Return only that part of the material below which starts with the line containing "If you would be willing to indicate the pointed" and goes on through the line containing "If you would be willing to indicate the white ice", restated exactly.

## Input material

┄┄┄┄┄┄┄┄┄┄┄┄┄┄┄┄┄┄┄┄

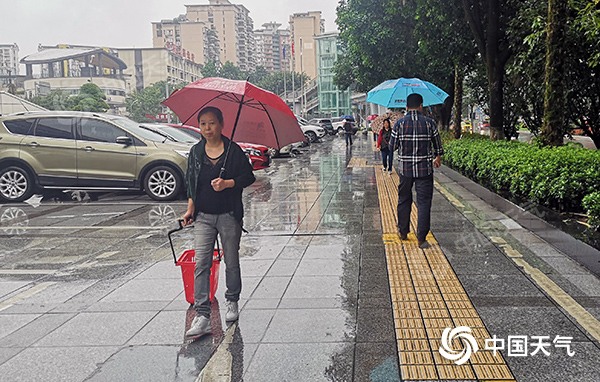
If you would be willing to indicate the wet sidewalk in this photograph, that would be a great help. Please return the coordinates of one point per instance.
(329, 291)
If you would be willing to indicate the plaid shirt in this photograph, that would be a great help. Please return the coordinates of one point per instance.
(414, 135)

┄┄┄┄┄┄┄┄┄┄┄┄┄┄┄┄┄┄┄┄

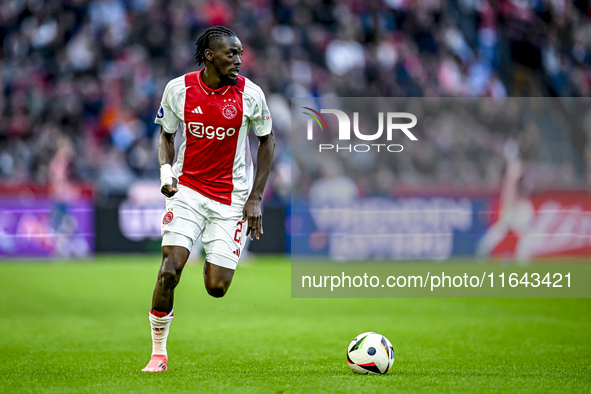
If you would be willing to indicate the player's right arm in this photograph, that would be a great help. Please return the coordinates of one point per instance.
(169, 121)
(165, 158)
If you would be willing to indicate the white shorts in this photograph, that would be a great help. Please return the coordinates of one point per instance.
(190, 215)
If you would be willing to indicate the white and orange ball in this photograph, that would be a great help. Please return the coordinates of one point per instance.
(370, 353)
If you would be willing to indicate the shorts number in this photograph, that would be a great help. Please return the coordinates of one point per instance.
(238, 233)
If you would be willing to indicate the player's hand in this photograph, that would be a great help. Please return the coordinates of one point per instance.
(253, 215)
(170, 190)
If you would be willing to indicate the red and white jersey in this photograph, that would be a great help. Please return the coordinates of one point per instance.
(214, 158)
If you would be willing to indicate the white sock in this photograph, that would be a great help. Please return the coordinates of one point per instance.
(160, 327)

┄┄┄┄┄┄┄┄┄┄┄┄┄┄┄┄┄┄┄┄

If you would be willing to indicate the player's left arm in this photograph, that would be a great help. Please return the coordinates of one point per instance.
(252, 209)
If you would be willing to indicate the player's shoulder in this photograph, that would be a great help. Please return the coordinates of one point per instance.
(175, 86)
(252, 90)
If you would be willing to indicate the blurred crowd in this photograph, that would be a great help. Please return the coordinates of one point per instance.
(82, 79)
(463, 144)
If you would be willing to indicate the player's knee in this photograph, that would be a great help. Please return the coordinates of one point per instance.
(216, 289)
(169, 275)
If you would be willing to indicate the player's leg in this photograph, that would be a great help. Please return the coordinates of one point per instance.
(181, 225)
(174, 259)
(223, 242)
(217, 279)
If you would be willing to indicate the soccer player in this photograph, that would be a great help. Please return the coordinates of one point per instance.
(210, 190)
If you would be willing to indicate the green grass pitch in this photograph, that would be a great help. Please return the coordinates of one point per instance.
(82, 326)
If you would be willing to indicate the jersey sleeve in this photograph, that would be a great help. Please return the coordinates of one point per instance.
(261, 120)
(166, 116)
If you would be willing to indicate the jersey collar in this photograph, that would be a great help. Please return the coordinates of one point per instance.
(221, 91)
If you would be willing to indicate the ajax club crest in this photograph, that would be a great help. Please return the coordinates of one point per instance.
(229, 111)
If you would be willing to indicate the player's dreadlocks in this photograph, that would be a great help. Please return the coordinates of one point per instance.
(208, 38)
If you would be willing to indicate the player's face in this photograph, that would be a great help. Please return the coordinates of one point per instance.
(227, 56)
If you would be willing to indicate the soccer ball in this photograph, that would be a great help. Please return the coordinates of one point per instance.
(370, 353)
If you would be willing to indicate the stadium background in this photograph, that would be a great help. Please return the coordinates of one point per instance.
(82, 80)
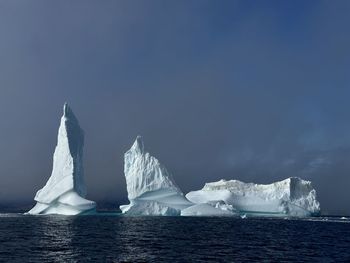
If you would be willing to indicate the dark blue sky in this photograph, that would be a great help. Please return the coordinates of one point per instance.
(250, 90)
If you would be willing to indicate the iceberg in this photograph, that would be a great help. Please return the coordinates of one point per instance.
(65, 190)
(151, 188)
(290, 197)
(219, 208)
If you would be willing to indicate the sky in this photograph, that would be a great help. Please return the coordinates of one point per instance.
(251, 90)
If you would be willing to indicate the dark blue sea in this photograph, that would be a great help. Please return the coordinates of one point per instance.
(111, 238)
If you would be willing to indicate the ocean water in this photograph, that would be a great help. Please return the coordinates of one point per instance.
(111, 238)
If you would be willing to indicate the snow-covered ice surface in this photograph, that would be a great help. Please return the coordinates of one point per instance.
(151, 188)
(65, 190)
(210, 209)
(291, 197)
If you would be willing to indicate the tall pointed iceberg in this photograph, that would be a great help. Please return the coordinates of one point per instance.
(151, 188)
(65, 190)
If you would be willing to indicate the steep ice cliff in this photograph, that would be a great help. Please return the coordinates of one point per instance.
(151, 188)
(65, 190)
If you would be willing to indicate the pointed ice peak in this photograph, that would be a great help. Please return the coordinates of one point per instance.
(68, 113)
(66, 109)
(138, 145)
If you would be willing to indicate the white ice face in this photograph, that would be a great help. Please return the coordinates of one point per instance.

┄┄┄┄┄┄┄┄┄┄┄┄┄┄┄┄┄┄┄┄

## Result below
If you would be willing to indicate the pointed ice peak in this photograph, that would be a great help. Please return the coordinates of one point per instance.
(68, 113)
(66, 109)
(138, 145)
If you would be willing to indicate the white ice face in this photograph, that would be a great help. Please return the coordinates of one point per instance.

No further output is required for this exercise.